Quote word for word everything from "Closed nchammas closed" down to "questions noted above." in the cluster-resize discussion below.

··· Extract provided ···

Closed nchammas closed 8 years ago
Not sure why the Travis build is failing. Am investigating here: https://github.com/pyinstaller/pyinstaller/issues/2123
I am ready to merge this PR in.
Pinging @ereed-tesla, @serialx, and @soyeonbaek-dev, since I know you are interested in this feature.
Do you have any feedback or questions about this before I merge it in? Especially regarding the some of the open questions noted above.
First, hooray for adding cluster resize! Very awaited feature indeed! 😃
For those who don't know: We have been cooking our own cluster resize patches to flintrock and have been using that for over two weeks. We mainly only use Spark without HDFS, so our experiences with dynamic cluster sizes are limited to Spark. And we don't restart master. It seems to work fine with both adding and removing slaves. Since the system itself is fault tolerant, Spark seems to work fine with this.
About removing slaves. The code simply removes N slaves in the list. I think it would be better to have some kind of prioritisation, like removing spot instances first. You can see @soyeonbaek-dev's code
About removing slaves. ... I think it would be better to have some kind of prioritisation, like removing spot instances first.
This is a good suggestion. If you have a mix of spot and on-demand instances (which this PR now makes possible), you probably do want to remove the spot instances first.
I'll add this to the PR.
OK, that's done. I'll leave this open for a few more days and then merge it in if there's no more feedback.

··· Dataset entries ···

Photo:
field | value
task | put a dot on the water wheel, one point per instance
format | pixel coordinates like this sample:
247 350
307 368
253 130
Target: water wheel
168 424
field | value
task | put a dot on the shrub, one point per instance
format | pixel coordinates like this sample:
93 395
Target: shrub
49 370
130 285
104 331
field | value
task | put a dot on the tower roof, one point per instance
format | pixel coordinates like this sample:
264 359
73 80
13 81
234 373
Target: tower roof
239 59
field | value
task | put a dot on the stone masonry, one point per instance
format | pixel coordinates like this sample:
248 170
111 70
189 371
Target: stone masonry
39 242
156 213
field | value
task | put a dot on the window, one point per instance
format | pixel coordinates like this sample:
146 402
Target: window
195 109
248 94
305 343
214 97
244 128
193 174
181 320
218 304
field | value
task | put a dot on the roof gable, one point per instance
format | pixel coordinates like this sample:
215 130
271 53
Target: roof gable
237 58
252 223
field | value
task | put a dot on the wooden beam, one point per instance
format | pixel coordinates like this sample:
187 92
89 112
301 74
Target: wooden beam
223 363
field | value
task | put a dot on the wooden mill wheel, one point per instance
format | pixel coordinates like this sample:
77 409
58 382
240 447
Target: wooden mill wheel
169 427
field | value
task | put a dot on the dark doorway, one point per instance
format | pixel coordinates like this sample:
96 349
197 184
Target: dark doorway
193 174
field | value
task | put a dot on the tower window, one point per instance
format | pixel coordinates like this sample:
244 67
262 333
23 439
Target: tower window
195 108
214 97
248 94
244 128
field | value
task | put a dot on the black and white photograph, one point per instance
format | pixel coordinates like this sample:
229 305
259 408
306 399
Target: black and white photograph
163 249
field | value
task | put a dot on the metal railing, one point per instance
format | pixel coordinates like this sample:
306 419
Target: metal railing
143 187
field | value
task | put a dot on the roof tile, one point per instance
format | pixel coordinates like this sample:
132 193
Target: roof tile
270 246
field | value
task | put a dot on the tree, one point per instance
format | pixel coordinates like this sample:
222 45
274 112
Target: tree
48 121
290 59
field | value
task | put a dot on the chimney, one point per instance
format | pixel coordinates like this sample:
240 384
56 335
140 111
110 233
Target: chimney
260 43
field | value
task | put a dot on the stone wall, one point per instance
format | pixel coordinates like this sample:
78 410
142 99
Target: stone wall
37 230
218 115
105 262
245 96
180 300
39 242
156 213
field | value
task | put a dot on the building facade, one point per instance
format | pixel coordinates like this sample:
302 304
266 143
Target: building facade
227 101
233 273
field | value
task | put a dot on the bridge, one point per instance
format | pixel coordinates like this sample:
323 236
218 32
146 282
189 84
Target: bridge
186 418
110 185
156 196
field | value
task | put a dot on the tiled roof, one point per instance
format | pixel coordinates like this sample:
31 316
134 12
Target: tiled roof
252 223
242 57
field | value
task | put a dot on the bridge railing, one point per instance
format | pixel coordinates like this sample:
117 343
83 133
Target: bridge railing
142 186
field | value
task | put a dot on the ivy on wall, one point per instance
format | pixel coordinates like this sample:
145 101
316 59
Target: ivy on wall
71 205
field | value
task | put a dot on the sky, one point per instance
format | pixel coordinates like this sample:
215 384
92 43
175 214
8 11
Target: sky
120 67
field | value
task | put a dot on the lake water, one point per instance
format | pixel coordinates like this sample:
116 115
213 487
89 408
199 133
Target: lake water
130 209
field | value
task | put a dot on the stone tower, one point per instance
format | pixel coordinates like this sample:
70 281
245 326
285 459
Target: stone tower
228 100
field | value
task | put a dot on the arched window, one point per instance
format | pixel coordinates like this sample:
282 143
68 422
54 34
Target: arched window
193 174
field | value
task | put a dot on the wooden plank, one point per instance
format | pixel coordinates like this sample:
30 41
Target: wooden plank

···

**Result of the task**
Closed nchammas closed 8 years ago
Not sure why the Travis build is failing. Am investigating here: https://github.com/pyinstaller/pyinstaller/issues/2123
I am ready to merge this PR in.
Pinging @ereed-tesla, @serialx, and @soyeonbaek-dev, since I know you are interested in this feature.
Do you have any feedback or questions about this before I merge it in? Especially regarding the some of the open questions noted above.